Rumusan Tugas:
Ubah paragraf yang diawali "Dari sudut pandang dan temuan-temuan geologi" dalam teks tentang klaim Atlantis di Indonesia menjadi daftar poin singkat yang tetap memuat fakta utamanya.
=== Teks yang Diberikan ===
Monday, April 21, 2014

Mitos Modern Prof. Santos: Atlantis itu Indonesia

Mitos Modern Prof. Santos: 

Atlantis itu Indonesia


Tulisan saya di Harian Umum Pikiran Rakyat (7 Okt 2006: Sundaland = Benua Atlantis yang Hilang? ) membantah artikel di harian yang sama yang ditulis oleh Prof. Dr. H. Priyatna Abdurrasyid, Ph.D (2 Okt 2006) dengan judul “Benua Atlantis itu (Ternyata) Indonesia.” Prof. Priyatna tersanjung karena Indonesia dinyatakan sebagai benua Atlantis yang hilang menurut pendapat Profesor Brasil Arysio Santos melalui bukunya yang terbit pada 2005: “Atlantis: the Lost Continent Finally Found”. Akhirnya buku yang dijadikan acuan Prof. Priyatna untuk artikelnya itu, baru diterbitkan dalam bahasa Indonesia oleh Penerbit Ufuk pada tahun 2009 dan mulai diedarkan di awal 2010 ini.

Ketika pada tahun 2006 menulis artikel di PR itu, saya terus terang belum membaca bukunya Prof. Santos. Namun demikian saya berani membantah karena saya telah menduga sebelumnya bahwa mestinya bukti-bukti Indonesia sebagai Atlantis didasarkan pada temuan-temuan di bidang geologi dan arkeologi.

Dari sudut pandang dan temuan-temuan geologi dan arkeologi itulah sebenarnya telah sangat jelas bahwa penenggelaman Sundaland (yang menurut Prof Santos menjadi inti Atlantis di Indonesia) tidak terjadi dalam satu malam, waktu penenggelaman seperti diungkapkan Plato. Penenggelaman paparan luas itu terjadi secara evolutif memakan waktu ribuan tahun. Itupun bukan oleh suatu gempa bumi yang diikuti tsunami raksasa, tetapi akibat perubahan iklim berupa pemanasan global dari zaman es ke zaman antar es.

Dari sisi arkeologi, ketika Atlantis diperkirakan oleh Plato berjaya sampai sekitar 10.000 tahun yang lalu, kebudayaan Indonesia purba tidaklah semaju seperti yang digambarkan oleh Plato. Kehidupan purbakala saat itu masih berada pada Zaman Paleolitik. Masyarakatnya hidup terutama dari berburu dengan hanya menggunakan bahan-bahan alam dari batu, tulang, atau kayu/bambu. Hidup mereka diduga tinggal di tepi-tepi sungai dengan tempat berteduh sederhana dari ranting-ranting pohon, atau di gua-gua alami. Bandingkan di waktu yang sama, bangsa Mesir telah berperadaban tinggi, di antaranya sudah sanggup membuat piramid.
=== Baris Terdaftar ===
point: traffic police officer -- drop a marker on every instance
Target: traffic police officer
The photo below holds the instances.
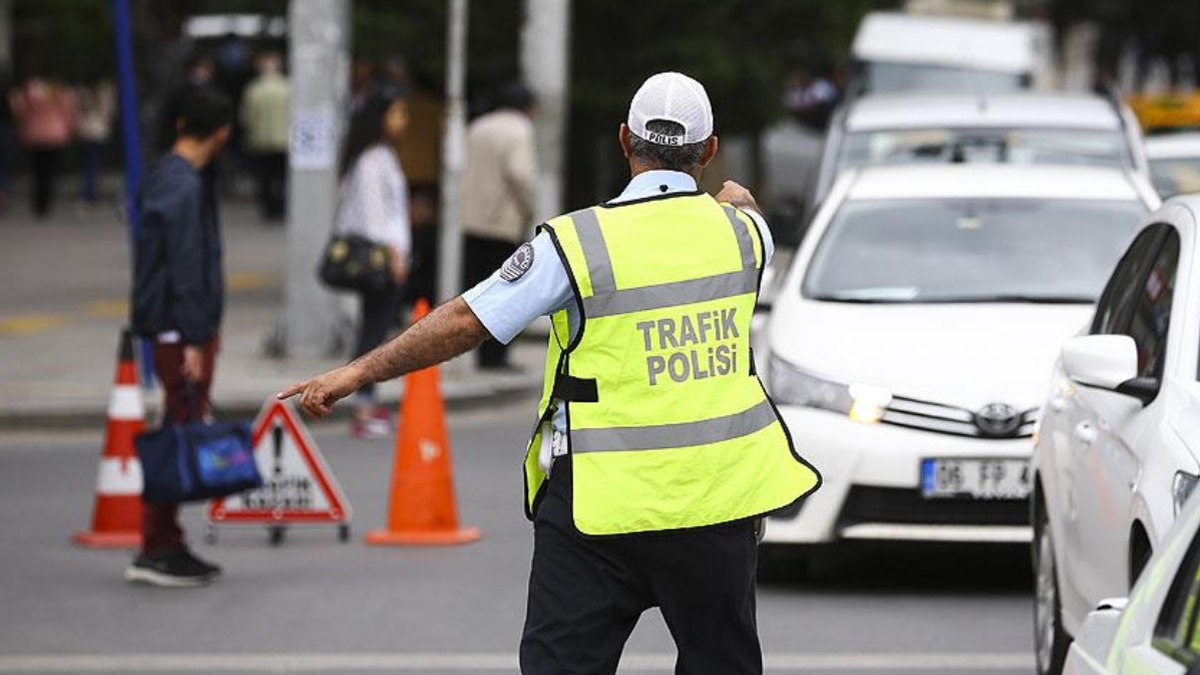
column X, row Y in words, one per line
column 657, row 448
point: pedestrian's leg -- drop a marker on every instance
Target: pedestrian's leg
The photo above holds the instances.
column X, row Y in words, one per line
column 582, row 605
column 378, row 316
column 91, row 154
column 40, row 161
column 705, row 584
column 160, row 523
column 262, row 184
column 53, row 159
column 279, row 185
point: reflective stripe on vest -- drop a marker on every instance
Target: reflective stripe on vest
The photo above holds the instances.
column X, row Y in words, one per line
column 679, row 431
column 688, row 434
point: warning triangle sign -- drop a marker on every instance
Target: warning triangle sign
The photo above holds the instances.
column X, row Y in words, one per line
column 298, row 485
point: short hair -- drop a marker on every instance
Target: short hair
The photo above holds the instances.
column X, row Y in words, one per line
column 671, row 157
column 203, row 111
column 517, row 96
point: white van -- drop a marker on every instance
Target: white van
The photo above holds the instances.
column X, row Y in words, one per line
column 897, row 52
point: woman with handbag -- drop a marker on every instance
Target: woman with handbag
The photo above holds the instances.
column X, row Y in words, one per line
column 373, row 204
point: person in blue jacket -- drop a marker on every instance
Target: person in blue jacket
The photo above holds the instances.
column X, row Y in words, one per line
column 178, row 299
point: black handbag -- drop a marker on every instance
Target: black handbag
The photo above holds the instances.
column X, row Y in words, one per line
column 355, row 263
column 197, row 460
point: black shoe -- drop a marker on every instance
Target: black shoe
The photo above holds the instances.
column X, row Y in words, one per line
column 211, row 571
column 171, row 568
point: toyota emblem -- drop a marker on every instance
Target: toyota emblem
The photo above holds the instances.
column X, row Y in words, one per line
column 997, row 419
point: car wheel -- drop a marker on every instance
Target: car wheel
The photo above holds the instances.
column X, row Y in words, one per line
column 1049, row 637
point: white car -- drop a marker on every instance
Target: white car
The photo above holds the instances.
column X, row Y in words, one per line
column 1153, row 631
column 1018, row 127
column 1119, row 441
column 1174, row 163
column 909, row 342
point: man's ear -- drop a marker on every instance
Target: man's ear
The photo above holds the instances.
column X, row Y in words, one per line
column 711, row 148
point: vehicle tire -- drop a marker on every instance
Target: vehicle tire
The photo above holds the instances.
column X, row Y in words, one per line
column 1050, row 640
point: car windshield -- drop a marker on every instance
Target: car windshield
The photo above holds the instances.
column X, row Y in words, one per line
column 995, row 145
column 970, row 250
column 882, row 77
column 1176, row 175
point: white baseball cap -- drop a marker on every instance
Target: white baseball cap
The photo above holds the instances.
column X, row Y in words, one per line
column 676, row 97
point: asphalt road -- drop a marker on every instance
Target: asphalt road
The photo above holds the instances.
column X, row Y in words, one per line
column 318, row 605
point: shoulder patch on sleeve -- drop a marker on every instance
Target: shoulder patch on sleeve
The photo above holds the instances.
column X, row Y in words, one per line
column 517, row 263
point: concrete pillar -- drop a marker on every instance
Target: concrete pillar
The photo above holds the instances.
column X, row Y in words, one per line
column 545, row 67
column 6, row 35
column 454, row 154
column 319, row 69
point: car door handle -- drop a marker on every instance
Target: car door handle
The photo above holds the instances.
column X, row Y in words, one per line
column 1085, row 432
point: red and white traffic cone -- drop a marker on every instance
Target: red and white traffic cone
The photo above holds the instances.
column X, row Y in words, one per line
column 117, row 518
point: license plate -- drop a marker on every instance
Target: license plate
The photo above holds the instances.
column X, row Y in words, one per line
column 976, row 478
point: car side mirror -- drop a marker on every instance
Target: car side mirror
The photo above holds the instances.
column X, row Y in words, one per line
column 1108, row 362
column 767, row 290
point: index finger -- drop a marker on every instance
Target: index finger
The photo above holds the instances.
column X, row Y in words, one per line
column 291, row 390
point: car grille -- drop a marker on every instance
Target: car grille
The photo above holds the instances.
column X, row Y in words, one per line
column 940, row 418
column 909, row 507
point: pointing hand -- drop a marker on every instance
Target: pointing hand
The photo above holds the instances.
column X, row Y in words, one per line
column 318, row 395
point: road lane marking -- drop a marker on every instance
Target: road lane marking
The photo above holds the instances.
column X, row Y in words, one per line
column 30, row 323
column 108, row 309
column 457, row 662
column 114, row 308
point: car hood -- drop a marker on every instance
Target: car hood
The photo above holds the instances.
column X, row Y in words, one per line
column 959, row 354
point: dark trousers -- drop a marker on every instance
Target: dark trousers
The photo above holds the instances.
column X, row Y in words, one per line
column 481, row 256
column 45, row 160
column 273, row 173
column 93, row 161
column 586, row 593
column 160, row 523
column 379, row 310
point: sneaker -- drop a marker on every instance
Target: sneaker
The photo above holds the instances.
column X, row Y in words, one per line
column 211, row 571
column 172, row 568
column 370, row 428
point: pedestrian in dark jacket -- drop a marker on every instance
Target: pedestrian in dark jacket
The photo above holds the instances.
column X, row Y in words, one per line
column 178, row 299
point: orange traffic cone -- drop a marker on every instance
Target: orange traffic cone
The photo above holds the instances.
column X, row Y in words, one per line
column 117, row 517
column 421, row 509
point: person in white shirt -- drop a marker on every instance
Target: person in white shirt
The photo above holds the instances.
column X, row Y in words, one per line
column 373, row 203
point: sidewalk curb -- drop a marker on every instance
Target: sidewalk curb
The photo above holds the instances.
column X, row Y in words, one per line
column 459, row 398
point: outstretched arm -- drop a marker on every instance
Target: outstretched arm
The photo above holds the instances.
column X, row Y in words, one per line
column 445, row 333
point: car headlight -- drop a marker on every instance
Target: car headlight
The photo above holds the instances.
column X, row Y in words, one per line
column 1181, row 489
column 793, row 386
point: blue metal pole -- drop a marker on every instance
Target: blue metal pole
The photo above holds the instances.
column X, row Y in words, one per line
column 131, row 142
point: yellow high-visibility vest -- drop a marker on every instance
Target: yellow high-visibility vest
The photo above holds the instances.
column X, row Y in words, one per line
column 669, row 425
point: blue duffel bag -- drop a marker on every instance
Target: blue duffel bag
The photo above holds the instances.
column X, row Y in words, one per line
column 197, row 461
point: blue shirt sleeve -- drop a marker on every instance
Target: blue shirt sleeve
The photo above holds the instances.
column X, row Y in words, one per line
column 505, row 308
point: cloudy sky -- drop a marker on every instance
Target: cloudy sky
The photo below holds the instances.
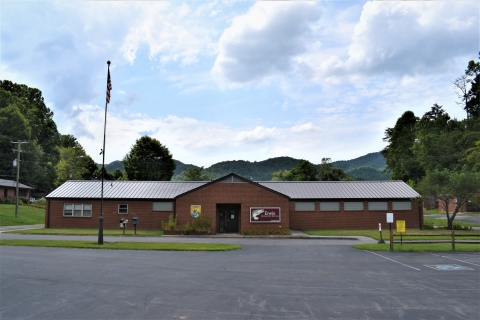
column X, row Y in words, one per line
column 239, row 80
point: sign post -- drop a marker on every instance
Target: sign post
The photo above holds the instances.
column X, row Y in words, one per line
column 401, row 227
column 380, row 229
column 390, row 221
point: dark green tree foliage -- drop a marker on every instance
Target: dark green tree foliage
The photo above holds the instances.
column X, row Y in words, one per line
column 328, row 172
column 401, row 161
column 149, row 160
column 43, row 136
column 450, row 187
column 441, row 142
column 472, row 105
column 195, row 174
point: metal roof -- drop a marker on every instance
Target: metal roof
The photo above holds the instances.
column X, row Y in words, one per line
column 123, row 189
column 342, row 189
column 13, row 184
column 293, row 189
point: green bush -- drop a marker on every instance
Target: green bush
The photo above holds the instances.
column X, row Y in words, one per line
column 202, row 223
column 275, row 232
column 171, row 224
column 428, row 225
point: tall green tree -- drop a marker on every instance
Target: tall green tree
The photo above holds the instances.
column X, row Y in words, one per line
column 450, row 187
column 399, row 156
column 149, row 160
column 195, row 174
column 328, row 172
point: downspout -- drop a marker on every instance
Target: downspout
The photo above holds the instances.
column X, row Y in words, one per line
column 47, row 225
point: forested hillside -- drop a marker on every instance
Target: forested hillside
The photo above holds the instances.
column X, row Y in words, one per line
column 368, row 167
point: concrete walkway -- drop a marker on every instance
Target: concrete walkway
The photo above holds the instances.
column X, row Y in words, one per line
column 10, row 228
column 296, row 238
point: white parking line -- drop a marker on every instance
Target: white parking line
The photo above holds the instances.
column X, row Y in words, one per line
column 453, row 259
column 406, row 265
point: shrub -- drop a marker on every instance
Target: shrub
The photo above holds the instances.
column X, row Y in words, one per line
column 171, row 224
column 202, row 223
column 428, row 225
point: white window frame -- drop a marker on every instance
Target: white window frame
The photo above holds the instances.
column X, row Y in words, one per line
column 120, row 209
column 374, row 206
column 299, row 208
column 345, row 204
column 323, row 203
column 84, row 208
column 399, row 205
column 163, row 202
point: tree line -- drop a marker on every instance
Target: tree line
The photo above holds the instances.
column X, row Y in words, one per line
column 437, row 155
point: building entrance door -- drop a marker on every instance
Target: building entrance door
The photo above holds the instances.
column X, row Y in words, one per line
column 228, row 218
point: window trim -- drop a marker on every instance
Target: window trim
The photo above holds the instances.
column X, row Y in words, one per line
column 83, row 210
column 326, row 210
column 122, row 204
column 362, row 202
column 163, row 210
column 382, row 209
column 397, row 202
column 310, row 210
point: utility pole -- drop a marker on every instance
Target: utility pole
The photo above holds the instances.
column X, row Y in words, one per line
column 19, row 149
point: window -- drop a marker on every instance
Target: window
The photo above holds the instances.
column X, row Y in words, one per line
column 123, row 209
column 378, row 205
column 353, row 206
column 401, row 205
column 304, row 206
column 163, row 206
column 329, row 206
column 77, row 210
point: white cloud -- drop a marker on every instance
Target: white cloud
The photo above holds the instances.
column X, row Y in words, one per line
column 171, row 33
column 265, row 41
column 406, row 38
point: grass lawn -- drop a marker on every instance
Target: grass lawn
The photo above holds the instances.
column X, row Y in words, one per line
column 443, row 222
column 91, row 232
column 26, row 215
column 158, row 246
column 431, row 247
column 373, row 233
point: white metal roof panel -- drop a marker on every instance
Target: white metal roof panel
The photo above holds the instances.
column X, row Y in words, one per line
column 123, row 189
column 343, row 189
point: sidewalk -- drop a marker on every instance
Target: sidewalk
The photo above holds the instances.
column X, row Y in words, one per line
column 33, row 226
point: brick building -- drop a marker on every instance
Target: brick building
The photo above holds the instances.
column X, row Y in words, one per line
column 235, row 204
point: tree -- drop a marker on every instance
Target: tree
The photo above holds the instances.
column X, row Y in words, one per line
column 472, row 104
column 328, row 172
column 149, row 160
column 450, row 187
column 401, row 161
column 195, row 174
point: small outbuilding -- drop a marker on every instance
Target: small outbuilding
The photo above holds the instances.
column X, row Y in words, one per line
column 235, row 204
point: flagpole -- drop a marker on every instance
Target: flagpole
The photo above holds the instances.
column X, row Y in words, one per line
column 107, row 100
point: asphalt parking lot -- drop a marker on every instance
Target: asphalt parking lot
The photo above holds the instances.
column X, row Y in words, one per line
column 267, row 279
===
Jawaban Tertulis:
- Temuan geologi dan arkeologi menunjukkan bahwa penenggelaman Sundaland, yang menurut Prof. Santos menjadi inti Atlantis di Indonesia, tidak terjadi dalam satu malam seperti yang diungkapkan Plato.
- Paparan luas itu tenggelam secara evolutif selama ribuan tahun.
- Penyebabnya bukan gempa bumi yang diikuti tsunami raksasa, melainkan perubahan iklim berupa pemanasan global dari zaman es ke zaman antar es.